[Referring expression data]
☆ ☆ ☆ ☆

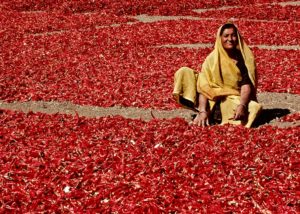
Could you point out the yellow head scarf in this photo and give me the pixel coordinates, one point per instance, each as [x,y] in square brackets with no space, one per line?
[220,75]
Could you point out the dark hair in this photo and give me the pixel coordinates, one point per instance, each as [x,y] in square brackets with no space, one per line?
[227,26]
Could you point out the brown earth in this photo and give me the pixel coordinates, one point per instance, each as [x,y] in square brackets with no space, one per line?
[275,105]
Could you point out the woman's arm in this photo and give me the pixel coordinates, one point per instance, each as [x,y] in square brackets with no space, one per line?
[242,109]
[202,116]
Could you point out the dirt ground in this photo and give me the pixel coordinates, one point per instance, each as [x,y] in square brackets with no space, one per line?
[275,105]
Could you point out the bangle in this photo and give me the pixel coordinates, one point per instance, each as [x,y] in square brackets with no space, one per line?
[242,105]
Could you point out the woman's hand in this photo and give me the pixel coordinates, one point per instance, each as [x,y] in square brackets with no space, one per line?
[240,112]
[201,119]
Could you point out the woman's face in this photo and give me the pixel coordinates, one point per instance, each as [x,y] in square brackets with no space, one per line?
[229,39]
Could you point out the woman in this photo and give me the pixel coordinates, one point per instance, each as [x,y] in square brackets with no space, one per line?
[227,80]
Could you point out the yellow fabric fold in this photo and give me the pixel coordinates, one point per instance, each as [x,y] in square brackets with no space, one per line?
[219,80]
[219,74]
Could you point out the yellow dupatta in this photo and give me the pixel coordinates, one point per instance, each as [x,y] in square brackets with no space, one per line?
[219,74]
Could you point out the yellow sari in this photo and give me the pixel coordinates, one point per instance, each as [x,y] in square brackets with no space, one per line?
[218,80]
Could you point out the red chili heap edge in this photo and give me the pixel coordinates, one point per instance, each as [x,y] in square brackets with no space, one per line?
[95,53]
[90,66]
[72,164]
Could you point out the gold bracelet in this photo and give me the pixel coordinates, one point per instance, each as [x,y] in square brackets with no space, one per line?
[242,105]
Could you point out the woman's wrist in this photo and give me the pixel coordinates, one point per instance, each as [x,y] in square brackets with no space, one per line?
[241,104]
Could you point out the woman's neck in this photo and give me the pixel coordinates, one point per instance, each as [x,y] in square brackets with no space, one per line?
[232,53]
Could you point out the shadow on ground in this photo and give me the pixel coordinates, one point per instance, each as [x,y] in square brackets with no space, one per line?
[267,115]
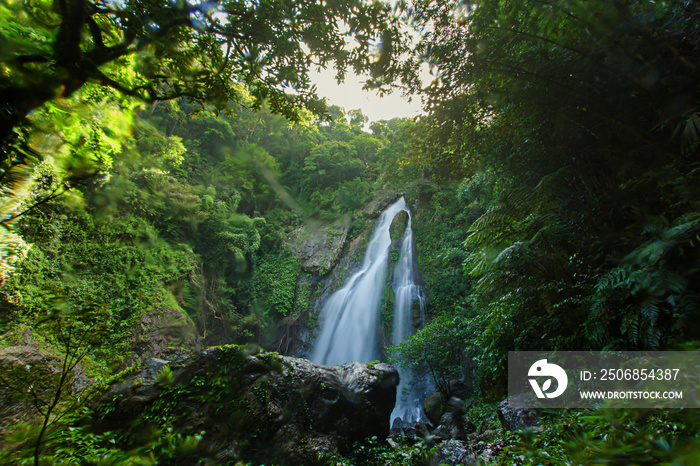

☆ ☆ ☆ ☆

### Task instructions:
From the line containing "Could you point out the yellow dupatta" to the end of the data above, give those lines again verbatim, with both endpoints included and no images.

### Answer space:
Could you point out the yellow dupatta in this photo and give me the pixel coordinates, one point per instance, each as [x,y] in square brackets with no space, one per line?
[219,74]
Could you point out the yellow sari in this photo and give me the pixel coordinates, one point per instance, each as [x,y] in square brackets with no space, one per line?
[218,80]
Could you point out the red chili heap edge in this photo and give me the pixel coordinates, one point per instance, each as [x,y] in square brackets with no space, one per line?
[95,53]
[90,66]
[72,164]
Could you point out the gold bracelet in this photo and give me the pixel coordinates, one point per instance, each as [x,y] in square brackets with no space, one per line?
[242,105]
Could you point out the woman's wrist in this photo and give me the pixel coordinates, one point per instance, each as [x,y] in square brackets with no space, one per line?
[241,104]
Could you point out the woman's neck in this photo and give me the pixel coordinates, one point per instance, each as [x,y] in square brackets with no space, one per line?
[232,53]
Could you point out the shadow on ground in this photo and give me the pixel coordinates, one point per instance, each as [x,y] in square brackets with no space, one per line?
[267,115]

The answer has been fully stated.